** What the task requires **
Report every line from the items below that contains the word "tree", copying each such line in full.

##############################

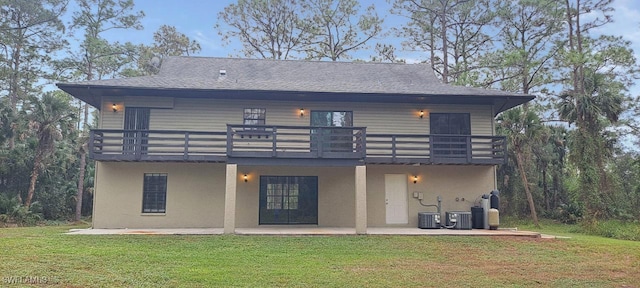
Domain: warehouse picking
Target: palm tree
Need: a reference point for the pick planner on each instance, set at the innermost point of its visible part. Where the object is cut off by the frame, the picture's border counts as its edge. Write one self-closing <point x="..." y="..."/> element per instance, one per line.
<point x="592" y="111"/>
<point x="523" y="129"/>
<point x="48" y="118"/>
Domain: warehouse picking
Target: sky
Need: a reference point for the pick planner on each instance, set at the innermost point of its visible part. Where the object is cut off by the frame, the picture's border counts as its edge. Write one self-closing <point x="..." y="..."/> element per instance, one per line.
<point x="196" y="19"/>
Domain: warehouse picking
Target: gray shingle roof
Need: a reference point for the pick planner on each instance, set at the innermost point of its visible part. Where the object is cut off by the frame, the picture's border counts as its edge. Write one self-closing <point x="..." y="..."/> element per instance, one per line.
<point x="203" y="73"/>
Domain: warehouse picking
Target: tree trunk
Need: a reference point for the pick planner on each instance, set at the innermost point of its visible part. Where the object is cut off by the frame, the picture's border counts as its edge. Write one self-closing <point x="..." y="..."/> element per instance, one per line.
<point x="37" y="162"/>
<point x="545" y="190"/>
<point x="443" y="34"/>
<point x="79" y="194"/>
<point x="525" y="183"/>
<point x="83" y="164"/>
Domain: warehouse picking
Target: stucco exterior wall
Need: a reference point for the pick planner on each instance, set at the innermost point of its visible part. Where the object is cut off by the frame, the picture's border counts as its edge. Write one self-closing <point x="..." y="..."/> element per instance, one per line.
<point x="195" y="195"/>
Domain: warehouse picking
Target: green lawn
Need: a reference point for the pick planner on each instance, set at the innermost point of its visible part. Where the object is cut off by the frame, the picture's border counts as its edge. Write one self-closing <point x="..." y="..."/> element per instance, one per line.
<point x="46" y="256"/>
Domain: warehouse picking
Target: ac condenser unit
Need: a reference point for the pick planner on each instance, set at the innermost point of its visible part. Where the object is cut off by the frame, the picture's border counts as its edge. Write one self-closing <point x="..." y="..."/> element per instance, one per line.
<point x="428" y="220"/>
<point x="458" y="220"/>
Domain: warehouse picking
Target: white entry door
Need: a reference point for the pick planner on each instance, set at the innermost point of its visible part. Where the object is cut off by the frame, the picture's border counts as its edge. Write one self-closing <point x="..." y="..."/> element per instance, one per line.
<point x="395" y="187"/>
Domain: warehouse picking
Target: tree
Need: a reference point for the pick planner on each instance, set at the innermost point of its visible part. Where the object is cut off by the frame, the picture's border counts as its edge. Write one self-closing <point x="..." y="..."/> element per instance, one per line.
<point x="269" y="29"/>
<point x="600" y="104"/>
<point x="167" y="42"/>
<point x="29" y="33"/>
<point x="339" y="28"/>
<point x="600" y="71"/>
<point x="523" y="130"/>
<point x="451" y="31"/>
<point x="48" y="118"/>
<point x="529" y="30"/>
<point x="98" y="58"/>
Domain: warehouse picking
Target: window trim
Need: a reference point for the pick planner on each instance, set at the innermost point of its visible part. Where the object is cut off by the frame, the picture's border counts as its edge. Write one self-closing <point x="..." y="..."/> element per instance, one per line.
<point x="152" y="208"/>
<point x="331" y="111"/>
<point x="260" y="117"/>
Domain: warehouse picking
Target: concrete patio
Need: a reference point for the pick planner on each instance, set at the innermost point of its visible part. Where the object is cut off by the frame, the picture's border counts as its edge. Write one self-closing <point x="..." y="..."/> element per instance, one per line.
<point x="308" y="231"/>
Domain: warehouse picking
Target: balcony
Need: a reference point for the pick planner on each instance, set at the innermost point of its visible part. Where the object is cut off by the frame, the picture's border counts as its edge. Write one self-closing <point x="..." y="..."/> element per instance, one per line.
<point x="260" y="144"/>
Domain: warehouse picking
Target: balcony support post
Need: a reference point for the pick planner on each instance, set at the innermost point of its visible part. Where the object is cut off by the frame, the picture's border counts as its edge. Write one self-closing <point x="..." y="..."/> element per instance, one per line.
<point x="361" y="199"/>
<point x="230" y="199"/>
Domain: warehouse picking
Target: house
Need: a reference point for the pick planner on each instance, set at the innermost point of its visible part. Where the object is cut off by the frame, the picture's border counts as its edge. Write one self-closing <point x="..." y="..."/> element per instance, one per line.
<point x="242" y="143"/>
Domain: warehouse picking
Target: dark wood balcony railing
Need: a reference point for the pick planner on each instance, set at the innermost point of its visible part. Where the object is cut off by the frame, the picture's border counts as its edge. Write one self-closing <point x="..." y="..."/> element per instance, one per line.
<point x="157" y="145"/>
<point x="435" y="149"/>
<point x="257" y="141"/>
<point x="294" y="142"/>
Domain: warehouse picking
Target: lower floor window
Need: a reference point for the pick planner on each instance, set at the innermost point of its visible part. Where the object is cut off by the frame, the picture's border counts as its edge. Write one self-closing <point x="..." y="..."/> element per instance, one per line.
<point x="288" y="200"/>
<point x="154" y="195"/>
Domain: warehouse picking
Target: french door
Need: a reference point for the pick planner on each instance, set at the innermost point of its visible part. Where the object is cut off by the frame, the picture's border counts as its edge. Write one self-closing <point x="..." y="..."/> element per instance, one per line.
<point x="288" y="200"/>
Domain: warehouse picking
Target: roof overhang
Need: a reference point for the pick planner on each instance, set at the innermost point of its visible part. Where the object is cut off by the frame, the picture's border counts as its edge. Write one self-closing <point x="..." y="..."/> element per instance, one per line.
<point x="93" y="95"/>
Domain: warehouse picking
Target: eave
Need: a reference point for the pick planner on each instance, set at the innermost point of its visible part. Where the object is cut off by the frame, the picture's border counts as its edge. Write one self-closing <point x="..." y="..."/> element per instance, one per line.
<point x="93" y="95"/>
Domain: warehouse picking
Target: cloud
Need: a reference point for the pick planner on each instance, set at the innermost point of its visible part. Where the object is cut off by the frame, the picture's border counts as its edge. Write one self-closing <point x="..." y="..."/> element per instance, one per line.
<point x="210" y="44"/>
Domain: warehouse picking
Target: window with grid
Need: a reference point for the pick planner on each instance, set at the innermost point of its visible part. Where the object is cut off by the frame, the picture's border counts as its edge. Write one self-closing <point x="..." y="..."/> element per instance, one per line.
<point x="254" y="116"/>
<point x="154" y="195"/>
<point x="282" y="196"/>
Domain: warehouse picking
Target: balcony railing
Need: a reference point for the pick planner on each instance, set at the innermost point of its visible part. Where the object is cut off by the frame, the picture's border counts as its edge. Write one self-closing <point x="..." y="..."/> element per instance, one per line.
<point x="435" y="149"/>
<point x="157" y="145"/>
<point x="294" y="142"/>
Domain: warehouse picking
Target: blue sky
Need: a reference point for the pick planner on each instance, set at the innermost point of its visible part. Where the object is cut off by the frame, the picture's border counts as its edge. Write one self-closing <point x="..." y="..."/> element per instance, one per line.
<point x="196" y="19"/>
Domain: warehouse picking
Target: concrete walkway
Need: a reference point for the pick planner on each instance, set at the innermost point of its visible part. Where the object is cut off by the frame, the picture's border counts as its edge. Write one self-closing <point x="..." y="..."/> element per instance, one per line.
<point x="294" y="231"/>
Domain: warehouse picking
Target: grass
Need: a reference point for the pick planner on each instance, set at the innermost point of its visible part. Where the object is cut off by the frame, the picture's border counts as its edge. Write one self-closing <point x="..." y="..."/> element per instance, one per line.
<point x="45" y="254"/>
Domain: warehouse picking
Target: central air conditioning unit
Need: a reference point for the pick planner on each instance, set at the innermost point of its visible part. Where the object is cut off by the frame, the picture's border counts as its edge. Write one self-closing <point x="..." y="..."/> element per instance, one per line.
<point x="460" y="220"/>
<point x="429" y="220"/>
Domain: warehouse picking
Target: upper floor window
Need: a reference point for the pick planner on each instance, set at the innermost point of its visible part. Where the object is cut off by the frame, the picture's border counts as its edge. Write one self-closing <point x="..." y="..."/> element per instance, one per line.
<point x="450" y="124"/>
<point x="332" y="118"/>
<point x="254" y="116"/>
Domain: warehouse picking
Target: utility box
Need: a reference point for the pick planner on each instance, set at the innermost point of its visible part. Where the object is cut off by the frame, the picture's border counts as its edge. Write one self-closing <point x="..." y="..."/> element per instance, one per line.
<point x="428" y="220"/>
<point x="477" y="217"/>
<point x="460" y="220"/>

##############################

** The solution **
Target: palm tree
Target: tree trunk
Target: tree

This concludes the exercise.